** start of LISTING **
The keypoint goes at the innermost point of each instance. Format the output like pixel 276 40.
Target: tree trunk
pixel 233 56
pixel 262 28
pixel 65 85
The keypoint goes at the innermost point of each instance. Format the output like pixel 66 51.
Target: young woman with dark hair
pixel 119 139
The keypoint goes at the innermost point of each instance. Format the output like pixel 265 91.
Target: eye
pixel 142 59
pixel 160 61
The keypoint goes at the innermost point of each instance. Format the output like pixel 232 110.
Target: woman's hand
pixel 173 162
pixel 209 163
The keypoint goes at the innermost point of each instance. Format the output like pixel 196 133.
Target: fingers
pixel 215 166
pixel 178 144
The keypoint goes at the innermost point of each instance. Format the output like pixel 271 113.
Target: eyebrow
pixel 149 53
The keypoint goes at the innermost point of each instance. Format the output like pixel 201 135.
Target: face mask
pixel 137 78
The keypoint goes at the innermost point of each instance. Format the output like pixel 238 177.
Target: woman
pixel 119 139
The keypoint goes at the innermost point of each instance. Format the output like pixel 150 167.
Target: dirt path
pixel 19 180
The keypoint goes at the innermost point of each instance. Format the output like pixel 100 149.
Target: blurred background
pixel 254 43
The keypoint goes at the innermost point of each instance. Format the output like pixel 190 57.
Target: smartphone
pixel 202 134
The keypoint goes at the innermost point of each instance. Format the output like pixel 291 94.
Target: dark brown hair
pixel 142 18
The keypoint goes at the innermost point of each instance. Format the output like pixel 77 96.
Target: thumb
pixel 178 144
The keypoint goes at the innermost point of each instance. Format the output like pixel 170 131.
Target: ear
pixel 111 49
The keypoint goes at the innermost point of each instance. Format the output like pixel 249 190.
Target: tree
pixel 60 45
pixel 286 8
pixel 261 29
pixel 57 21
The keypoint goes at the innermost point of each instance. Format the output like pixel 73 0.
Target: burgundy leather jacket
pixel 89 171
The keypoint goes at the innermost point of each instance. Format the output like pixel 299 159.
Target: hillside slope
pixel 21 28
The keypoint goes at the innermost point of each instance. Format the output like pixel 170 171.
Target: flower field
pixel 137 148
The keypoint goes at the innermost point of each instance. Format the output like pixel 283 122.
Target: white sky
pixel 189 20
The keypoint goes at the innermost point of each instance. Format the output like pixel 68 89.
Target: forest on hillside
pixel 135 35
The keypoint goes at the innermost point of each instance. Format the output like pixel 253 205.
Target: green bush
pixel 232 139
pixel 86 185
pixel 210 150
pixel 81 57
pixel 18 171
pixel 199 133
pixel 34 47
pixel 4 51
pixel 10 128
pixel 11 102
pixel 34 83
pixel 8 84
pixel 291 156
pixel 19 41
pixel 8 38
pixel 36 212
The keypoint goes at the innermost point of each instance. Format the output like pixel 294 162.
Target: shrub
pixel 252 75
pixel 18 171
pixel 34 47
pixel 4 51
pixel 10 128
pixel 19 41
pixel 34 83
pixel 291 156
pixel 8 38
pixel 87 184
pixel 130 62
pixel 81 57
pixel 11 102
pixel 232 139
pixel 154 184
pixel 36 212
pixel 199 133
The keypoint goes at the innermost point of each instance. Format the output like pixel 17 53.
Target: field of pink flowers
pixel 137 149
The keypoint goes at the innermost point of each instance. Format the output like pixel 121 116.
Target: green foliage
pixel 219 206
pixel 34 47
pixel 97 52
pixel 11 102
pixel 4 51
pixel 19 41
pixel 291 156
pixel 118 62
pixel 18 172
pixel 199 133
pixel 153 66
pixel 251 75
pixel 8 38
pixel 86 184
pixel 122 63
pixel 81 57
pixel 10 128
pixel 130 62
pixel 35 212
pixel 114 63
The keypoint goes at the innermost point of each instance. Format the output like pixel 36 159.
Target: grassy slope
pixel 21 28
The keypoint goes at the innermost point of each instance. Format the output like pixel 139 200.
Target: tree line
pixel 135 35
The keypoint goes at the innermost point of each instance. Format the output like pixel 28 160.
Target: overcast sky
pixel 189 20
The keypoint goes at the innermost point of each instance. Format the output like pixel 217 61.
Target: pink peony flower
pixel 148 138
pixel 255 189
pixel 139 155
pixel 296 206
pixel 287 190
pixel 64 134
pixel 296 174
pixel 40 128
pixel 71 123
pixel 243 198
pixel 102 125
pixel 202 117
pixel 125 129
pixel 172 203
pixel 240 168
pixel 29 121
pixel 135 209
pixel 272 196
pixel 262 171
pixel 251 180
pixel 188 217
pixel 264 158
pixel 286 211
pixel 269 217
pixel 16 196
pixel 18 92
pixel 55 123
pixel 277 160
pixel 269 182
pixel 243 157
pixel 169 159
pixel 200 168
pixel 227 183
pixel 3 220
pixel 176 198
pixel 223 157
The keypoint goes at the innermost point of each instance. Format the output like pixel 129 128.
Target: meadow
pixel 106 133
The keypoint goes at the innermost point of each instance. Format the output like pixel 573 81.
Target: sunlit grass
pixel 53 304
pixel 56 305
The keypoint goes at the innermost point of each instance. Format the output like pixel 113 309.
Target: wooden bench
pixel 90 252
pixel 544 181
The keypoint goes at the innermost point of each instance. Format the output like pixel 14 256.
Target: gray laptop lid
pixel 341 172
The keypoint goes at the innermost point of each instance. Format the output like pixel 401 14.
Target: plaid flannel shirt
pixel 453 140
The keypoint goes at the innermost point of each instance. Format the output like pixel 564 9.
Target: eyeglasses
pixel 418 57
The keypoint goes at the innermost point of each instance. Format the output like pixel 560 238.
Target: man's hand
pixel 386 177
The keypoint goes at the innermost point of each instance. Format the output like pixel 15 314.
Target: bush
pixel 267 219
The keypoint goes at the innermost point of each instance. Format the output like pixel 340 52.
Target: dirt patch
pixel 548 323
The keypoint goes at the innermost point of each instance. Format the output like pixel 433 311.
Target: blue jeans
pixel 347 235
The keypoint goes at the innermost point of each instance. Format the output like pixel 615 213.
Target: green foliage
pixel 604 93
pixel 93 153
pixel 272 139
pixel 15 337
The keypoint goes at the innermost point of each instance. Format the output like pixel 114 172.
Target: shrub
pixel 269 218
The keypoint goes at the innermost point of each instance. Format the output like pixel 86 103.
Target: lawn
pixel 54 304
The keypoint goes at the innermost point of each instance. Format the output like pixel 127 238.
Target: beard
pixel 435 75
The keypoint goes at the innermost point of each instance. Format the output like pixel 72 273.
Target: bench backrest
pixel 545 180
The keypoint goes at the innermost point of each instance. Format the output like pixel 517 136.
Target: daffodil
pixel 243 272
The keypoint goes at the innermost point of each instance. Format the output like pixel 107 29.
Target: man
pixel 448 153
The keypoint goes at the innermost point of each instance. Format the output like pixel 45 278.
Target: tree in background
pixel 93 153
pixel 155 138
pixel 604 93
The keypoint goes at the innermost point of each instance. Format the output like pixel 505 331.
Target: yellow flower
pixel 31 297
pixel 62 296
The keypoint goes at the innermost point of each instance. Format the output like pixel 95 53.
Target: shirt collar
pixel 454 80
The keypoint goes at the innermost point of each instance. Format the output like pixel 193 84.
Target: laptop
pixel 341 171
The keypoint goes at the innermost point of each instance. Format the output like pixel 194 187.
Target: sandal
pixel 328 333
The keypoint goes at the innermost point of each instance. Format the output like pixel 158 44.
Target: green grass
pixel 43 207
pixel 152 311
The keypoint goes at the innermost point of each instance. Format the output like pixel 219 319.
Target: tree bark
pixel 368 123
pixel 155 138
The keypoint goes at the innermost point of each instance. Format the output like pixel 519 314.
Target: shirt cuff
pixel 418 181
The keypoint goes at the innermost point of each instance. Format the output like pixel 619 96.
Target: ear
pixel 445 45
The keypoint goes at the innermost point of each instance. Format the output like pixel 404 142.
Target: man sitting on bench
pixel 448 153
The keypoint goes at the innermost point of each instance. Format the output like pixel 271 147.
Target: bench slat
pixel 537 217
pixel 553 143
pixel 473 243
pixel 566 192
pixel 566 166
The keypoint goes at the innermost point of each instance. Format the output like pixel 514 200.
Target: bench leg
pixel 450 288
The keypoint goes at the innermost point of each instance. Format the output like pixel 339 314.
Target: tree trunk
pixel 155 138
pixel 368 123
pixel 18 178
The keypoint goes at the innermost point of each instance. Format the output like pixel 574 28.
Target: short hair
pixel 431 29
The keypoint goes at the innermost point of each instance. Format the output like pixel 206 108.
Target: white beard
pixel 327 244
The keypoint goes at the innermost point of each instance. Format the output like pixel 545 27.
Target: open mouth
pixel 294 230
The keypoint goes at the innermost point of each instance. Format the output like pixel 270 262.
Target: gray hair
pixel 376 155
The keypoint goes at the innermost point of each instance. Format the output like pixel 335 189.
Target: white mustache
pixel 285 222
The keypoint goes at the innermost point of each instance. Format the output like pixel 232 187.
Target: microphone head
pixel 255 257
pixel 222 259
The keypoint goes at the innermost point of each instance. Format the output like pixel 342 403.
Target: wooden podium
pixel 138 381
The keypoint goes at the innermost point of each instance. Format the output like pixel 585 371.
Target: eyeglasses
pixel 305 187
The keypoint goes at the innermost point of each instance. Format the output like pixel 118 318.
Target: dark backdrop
** end of LISTING **
| PROBLEM REQUIREMENTS |
Copy the listing verbatim, beginning at the line containing "pixel 86 103." and continuing through the line containing "pixel 243 272", including both of those lines.

| RESPONSE TO THIS EXERCISE |
The keypoint goes at the innermost point of each instance. Format the output like pixel 86 103.
Target: lawn
pixel 54 304
The keypoint goes at the innermost point of each instance. Format the output like pixel 127 238.
Target: beard
pixel 435 75
The keypoint goes at the innermost point of each instance. Format the output like pixel 72 273.
Target: bench backrest
pixel 545 180
The keypoint goes at the innermost point of each instance. Format the output like pixel 517 136.
Target: daffodil
pixel 243 272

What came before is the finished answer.